*EXCERPTED PASSAGE*:
☆ ☆ ☆
Removing marital property before divorce

Removing marital property before divorce  removing marital property before divorce Removing marital property before divorce 146421398 0 final 300x300Removing marital property before divorce – some people might wonder if is it a good idea. We will give to you some inside about the consequences of such an attempt.

If you are planning for a divorce, you are worried about how your property will be divided. If you have a significant amount of assets or cash, you might be thinking to try removing marital property before the divorce. It is especially common when you believe you worked hard for this property and your spouse does not deserve it. It is a bad idea to remove marital property before the divorce or during divorce

 Removing marital property before divorce – trying to avoid 50-50 split of Community property

The main reason people have temptation to remove marital property before divorce is because the law requires a split of marital if couple divorcing. Different states have different rules for property division.

California is a community property jurisdiction and all property acquired during the marriage, accept of the property acquired by gift and inheritance is community property and should be divided 50-50% between the spouses. However, you should keep in mind that the property you have acquired property before marriage and you have not commingled it with the community property, it is your separate property and you do not have to worried about dividing it in your divorce.

 Removing marital property before divorce – huge risk and easy to be caught during discovery

Discovery is the process where the spouses seek information from one another as well as and third parties such as 401K plan administrators, .  California Civil Code section 2017.010 regulates the discovery process.

A party may obtain discovery regarding anything relevant to the matters unless it is privileged. There are many discovery tools that might be used in family law matters to get the information necessary for use as evidence at trial.  There are many forms of discovery and the best source to look for discovery is the Superior Court of California website Discovery overview

Removing marital property before a divorce would be heavily targeted during the discovery by deposition and other forms of discovery. If you are not telling the truth under oath about your property and assets, it constitutes a crime of perjury.

Removing marital property before divorce and declaration of disclosure

Under Family Code §2103 , during a divorce, spouses are required to provide information to each other regarding their income, expenses, assets, and debts. It calls financial disclosure. There are preliminary and final declarations of disclosure. The preliminary declaration of disclosure is mandatory and must be done by both spouses.
☆ ☆ ☆
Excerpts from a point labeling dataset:
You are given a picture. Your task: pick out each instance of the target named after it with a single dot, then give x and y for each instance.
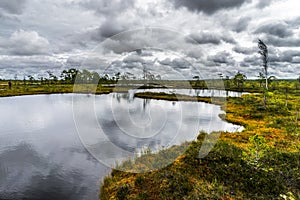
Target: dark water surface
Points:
(50, 145)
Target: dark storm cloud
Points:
(289, 56)
(109, 28)
(208, 7)
(108, 7)
(244, 50)
(133, 59)
(12, 6)
(25, 43)
(278, 29)
(222, 58)
(282, 42)
(263, 4)
(209, 38)
(176, 63)
(242, 24)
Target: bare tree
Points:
(263, 51)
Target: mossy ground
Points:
(227, 172)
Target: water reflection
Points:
(193, 92)
(42, 156)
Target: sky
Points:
(176, 39)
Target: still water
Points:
(61, 146)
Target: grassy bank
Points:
(262, 162)
(33, 89)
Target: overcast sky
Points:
(173, 38)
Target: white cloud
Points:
(26, 43)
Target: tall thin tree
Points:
(263, 51)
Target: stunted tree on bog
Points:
(263, 51)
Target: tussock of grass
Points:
(236, 168)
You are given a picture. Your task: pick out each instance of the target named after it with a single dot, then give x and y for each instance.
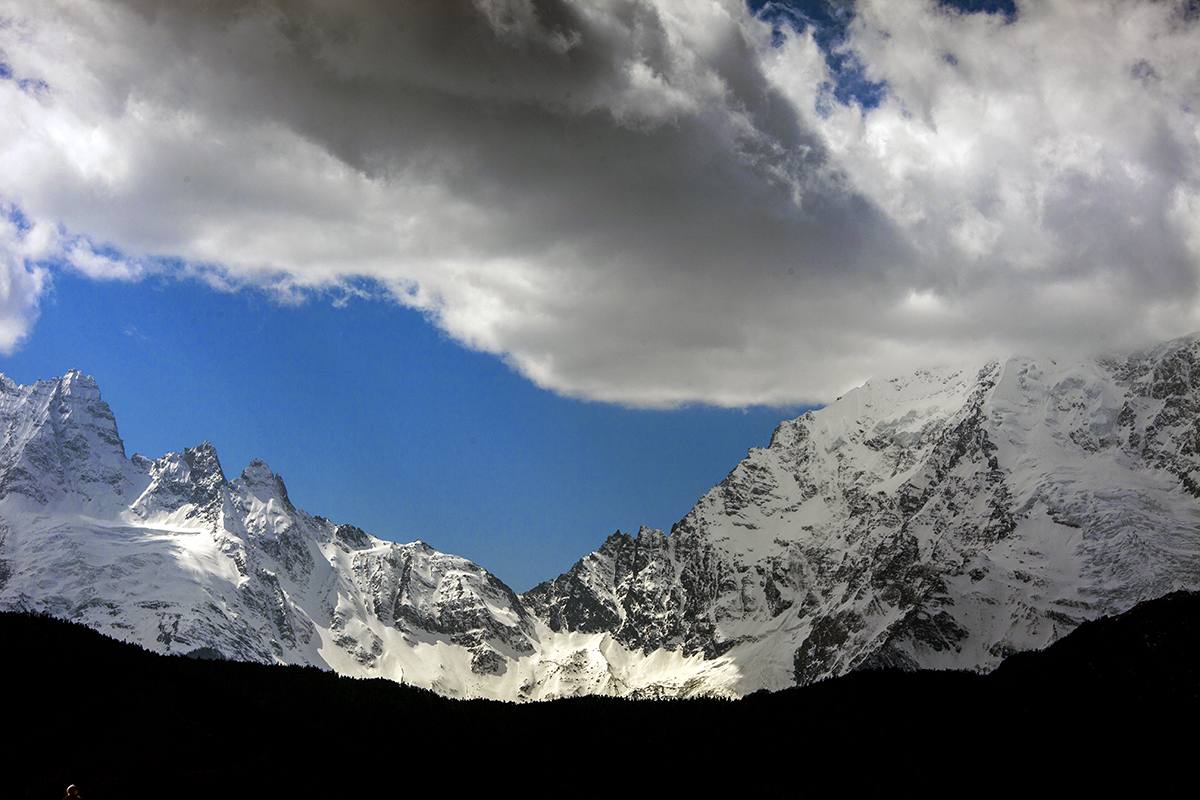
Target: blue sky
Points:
(507, 276)
(373, 417)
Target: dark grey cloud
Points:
(637, 200)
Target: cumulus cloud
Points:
(648, 202)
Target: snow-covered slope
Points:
(945, 519)
(942, 519)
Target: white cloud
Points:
(634, 200)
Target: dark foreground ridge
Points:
(1103, 704)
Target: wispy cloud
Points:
(636, 200)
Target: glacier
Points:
(942, 519)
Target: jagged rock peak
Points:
(203, 462)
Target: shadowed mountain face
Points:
(946, 519)
(1090, 709)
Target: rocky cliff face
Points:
(942, 519)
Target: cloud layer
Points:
(648, 202)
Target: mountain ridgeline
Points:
(945, 519)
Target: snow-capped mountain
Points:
(943, 519)
(946, 519)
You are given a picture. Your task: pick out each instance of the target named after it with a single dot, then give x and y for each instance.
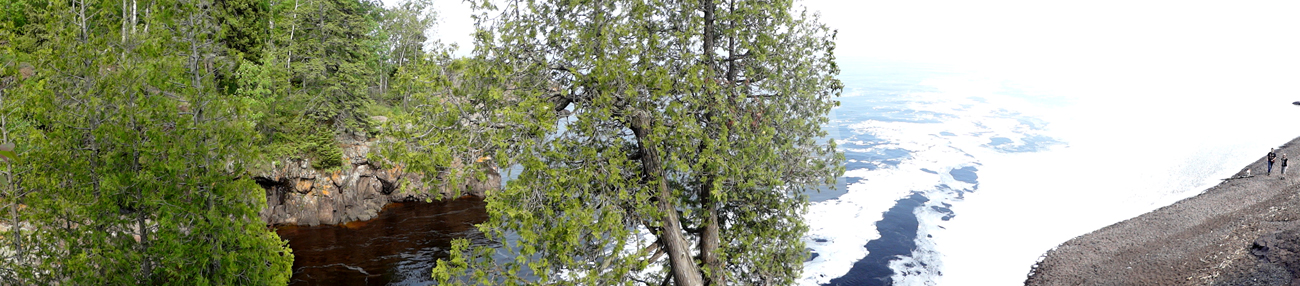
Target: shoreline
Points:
(1244, 230)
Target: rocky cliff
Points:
(300, 195)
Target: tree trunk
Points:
(684, 271)
(710, 239)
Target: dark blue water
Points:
(879, 94)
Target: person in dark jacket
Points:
(1283, 163)
(1272, 157)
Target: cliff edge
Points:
(300, 195)
(1243, 232)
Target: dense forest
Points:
(659, 141)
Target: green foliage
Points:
(693, 124)
(134, 161)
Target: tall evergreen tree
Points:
(133, 160)
(690, 131)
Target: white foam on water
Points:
(840, 228)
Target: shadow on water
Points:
(398, 247)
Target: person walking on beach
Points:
(1283, 163)
(1272, 156)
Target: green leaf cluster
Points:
(687, 135)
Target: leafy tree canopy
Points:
(688, 134)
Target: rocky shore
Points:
(300, 195)
(1243, 232)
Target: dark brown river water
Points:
(398, 247)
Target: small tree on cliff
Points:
(689, 135)
(133, 160)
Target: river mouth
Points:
(397, 247)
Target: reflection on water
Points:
(398, 247)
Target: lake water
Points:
(954, 176)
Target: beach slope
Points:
(1243, 232)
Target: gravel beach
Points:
(1243, 232)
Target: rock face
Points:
(300, 195)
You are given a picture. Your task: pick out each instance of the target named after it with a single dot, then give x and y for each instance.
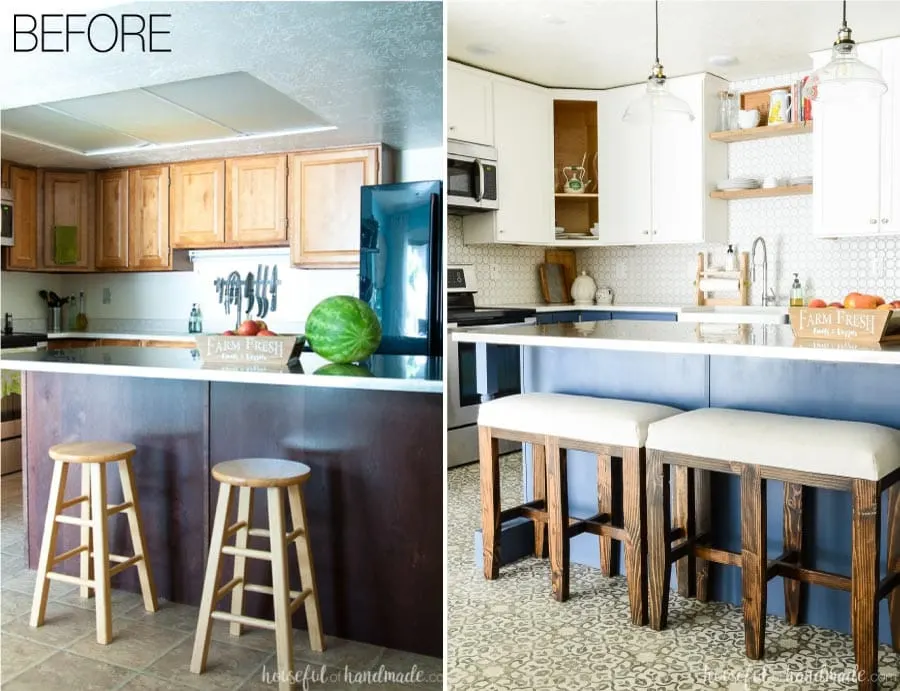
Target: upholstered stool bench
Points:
(802, 452)
(552, 423)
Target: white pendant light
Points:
(658, 106)
(845, 78)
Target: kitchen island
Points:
(374, 443)
(745, 366)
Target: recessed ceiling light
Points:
(723, 60)
(480, 49)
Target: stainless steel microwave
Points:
(6, 205)
(471, 177)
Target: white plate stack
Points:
(737, 184)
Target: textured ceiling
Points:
(604, 43)
(373, 69)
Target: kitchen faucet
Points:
(768, 294)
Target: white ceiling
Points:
(372, 69)
(606, 43)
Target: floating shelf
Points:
(759, 192)
(762, 132)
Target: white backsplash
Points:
(828, 268)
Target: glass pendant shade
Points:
(658, 106)
(845, 78)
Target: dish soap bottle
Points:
(796, 292)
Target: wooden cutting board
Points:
(567, 259)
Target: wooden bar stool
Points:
(861, 458)
(94, 575)
(274, 475)
(552, 423)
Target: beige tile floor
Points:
(151, 651)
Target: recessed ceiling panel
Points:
(45, 125)
(239, 101)
(143, 115)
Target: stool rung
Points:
(67, 555)
(267, 590)
(246, 552)
(227, 588)
(73, 502)
(73, 520)
(112, 509)
(66, 578)
(245, 620)
(232, 529)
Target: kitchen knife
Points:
(274, 304)
(248, 293)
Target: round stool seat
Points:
(92, 451)
(261, 472)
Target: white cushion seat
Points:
(858, 450)
(585, 418)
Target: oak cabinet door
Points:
(67, 204)
(325, 205)
(23, 184)
(148, 218)
(256, 201)
(198, 204)
(112, 220)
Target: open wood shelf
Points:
(759, 192)
(762, 132)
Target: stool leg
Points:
(284, 632)
(793, 540)
(86, 566)
(101, 553)
(634, 505)
(893, 559)
(245, 513)
(659, 543)
(703, 526)
(307, 572)
(604, 505)
(539, 490)
(753, 560)
(489, 465)
(864, 580)
(558, 519)
(48, 542)
(210, 580)
(136, 527)
(685, 502)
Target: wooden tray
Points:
(859, 326)
(274, 351)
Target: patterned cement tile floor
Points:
(510, 634)
(151, 652)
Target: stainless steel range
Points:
(462, 391)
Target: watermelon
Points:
(344, 370)
(343, 329)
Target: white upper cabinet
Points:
(856, 153)
(469, 105)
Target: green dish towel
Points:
(65, 245)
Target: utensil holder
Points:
(54, 319)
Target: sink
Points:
(735, 314)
☆ ☆ ☆
*PROBLEMS TO SOLVE*:
**1.** Answer these from the page on removing marital property before divorce:
(a) Which California Civil Code section does the page say regulates the discovery process?
(b) Which property acquired during the marriage does the page exclude from community property?
(c) Which declaration of disclosure does the page call mandatory for both spouses?
**2.** Write the next part of the page on removing marital property before divorce, starting after its last sentence.
None of the material is needed for this.

*OUTPUTS*:
**1.**
(a) Section 2017.010
(b) Property acquired by gift and inheritance
(c) The preliminary declaration of disclosure

**2.**
Under Family Code Section 2104(a): Except by court order for good cause, as provided in Section 2107, [1] in the time period set forth in subdivision (f), each party shall serve on the other party a preliminary declaration of disclosure, executed under penalty of perjury on a form prescribed by the Judicial Council. The commission of perjury on the preliminary declaration of the disclosure may be grounds for setting aside the judgment, or any part or parts thereof, pursuant to Chapter 10 (commencing with Section 2120), in addition to any and all other remedies, civil or criminal, that otherwise are available under law for the commission of perjury. The preliminary declaration of disclosure shall include all tax returns by the declarant within the two years prior to the date that the party served the declaration.

Under family Code Section 2104(1): “The identity of all assets in which the declarant has or may have an interest and all liabilities for which the declarant is or may be liable, regardless of the characterization of the asset or liability as community, quasi-community, or separate”

If one of the parties intentionally or knowingly does not disclose any assets in his declaration, the judgment would be set aside and the other party might be awarded 100% of the assets that his/her spouse was trying to hide. So the consequences of removing marital property before divorce in an attempt to avoid sharing that property 50-50% might be losing everything instead of half of this property.

Removing marital property before divorce – breaching fiduciary duties between spouses

A husband and wife are subject to the general rules governing fiduciary relationships which control the actions of persons occupying confidential relations with each other. This confidential relationship imposes a duty of the highest good faith and fair dealing on each spouse, and neither shall take any unfair advantage of the other. This confidential relationship is a fiduciary relationship subject to the same rights and duties of nonmarital business partners.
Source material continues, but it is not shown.